■ **Raw records**:
=-=-=-=-=

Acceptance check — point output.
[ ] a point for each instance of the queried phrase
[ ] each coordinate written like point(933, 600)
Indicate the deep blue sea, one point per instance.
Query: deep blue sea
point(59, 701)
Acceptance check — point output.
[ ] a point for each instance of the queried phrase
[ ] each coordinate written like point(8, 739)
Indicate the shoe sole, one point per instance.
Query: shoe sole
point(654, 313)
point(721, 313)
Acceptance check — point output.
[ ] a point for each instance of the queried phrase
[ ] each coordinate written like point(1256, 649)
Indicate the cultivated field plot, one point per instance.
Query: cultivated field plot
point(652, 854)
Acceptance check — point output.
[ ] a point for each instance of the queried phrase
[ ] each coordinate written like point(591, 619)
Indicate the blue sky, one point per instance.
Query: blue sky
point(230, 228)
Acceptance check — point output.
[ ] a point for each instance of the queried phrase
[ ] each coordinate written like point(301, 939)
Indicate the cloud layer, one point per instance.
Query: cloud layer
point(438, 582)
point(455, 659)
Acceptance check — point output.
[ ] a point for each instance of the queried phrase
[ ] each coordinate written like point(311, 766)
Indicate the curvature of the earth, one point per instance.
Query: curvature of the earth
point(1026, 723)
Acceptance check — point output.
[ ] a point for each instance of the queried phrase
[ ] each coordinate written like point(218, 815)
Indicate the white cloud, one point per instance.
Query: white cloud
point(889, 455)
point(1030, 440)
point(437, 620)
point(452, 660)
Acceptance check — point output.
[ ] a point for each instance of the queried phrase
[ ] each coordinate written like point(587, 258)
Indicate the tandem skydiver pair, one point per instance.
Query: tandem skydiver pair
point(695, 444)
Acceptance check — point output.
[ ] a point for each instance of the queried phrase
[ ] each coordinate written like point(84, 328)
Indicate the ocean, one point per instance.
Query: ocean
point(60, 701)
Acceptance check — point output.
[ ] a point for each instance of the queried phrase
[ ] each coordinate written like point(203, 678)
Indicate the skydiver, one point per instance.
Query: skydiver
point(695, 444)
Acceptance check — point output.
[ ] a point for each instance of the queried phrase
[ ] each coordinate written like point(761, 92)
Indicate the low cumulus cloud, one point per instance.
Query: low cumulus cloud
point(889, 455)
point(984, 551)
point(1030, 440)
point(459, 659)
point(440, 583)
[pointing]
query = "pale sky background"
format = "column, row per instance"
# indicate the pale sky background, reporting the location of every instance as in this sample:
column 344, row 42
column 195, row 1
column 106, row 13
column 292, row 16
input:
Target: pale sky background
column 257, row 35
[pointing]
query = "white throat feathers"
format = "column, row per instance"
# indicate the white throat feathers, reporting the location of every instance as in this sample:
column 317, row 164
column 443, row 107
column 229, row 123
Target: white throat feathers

=-=-=-=-=

■ **Task goal**: Turn every line of the rows above into a JSON list of strings, one string per line, and leave out any blank lines.

■ **Worked answer**:
[
  "Acceptance check — point output.",
  "[ ] a point for each instance of the queried phrase",
  "[ ] each coordinate written like point(933, 600)",
  "Indicate the deep blue sea, one point per instance.",
  "Query: deep blue sea",
  "point(59, 701)",
  "Acceptance check — point output.",
  "[ ] a point for each instance of the queried phrase",
  "[ ] each coordinate written like point(8, 739)",
  "Indicate the shoe sole, one point per instance.",
  "Query: shoe sole",
  "point(654, 313)",
  "point(721, 313)",
  "Acceptance check — point output.",
  "[ ] a point for each instance of the queried phrase",
  "[ ] each coordinate written like point(1256, 649)",
  "Indicate the cultivated field plot, one point per instance.",
  "Query: cultivated field plot",
  "point(652, 854)",
  "Acceptance check — point output.",
  "[ ] a point for each instance of the queried phrase",
  "[ ] each coordinate written like point(591, 619)",
  "Indicate the blue sky, one point per instance.",
  "Query: blue sky",
  "point(230, 228)",
  "Acceptance check — point output.",
  "[ ] a point for each instance of the queried phrase",
  "[ ] each coordinate written like point(301, 939)",
  "Indicate the cloud layer, one point per instance.",
  "Query: cloud layer",
  "point(438, 582)",
  "point(455, 659)",
  "Acceptance check — point output.",
  "[ ] a point for each instance of the queried phrase",
  "[ ] each coordinate written like point(311, 766)",
  "Indicate the curvature of the earth, one point per instance.",
  "Query: curvature of the earth",
  "point(1026, 723)",
  "Acceptance check — point output.",
  "[ ] a point for each instance of the queried phrase",
  "[ ] each coordinate written like point(218, 815)",
  "Indicate the white cloud, one point per instance.",
  "Query: white cloud",
  "point(889, 455)",
  "point(1030, 440)",
  "point(437, 620)",
  "point(452, 660)",
  "Acceptance check — point output.",
  "[ ] a point for each instance of the queried phrase",
  "[ ] each coordinate written like point(587, 258)",
  "Indicate the tandem skydiver pair, one point per instance.",
  "Query: tandem skydiver pair",
  "point(695, 444)",
  "Acceptance check — point output.",
  "[ ] a point for each instance of the queried phrase",
  "[ ] each coordinate written like point(84, 328)",
  "Indicate the ocean, one point per instance.",
  "Query: ocean",
  "point(60, 701)",
  "Acceptance check — point output.",
  "[ ] a point for each instance of the queried phrase",
  "[ ] each coordinate written like point(203, 678)",
  "Indicate the skydiver, one point per instance.",
  "Query: skydiver",
  "point(695, 444)",
  "Acceptance check — point output.",
  "[ ] a point for each instance of the queried phrase",
  "[ ] each coordinate written like point(761, 92)",
  "Indicate the low cumulus cloud, one point per instance.",
  "Query: low cumulus cloud",
  "point(889, 455)",
  "point(984, 551)",
  "point(1030, 440)",
  "point(459, 659)",
  "point(440, 583)",
  "[pointing]",
  "query = \"pale sky background\"",
  "format = \"column, row per instance\"",
  "# indicate the pale sky background, reporting the location of every instance as in this sample:",
  "column 344, row 42",
  "column 195, row 1",
  "column 106, row 13",
  "column 292, row 16",
  "input:",
  "Target: pale sky background",
  "column 257, row 35",
  "[pointing]",
  "query = \"white throat feathers\"",
  "format = \"column, row per instance\"",
  "# indicate the white throat feathers, reporting the location of every instance as in this sample:",
  "column 317, row 164",
  "column 443, row 107",
  "column 229, row 123",
  "Target: white throat feathers"
]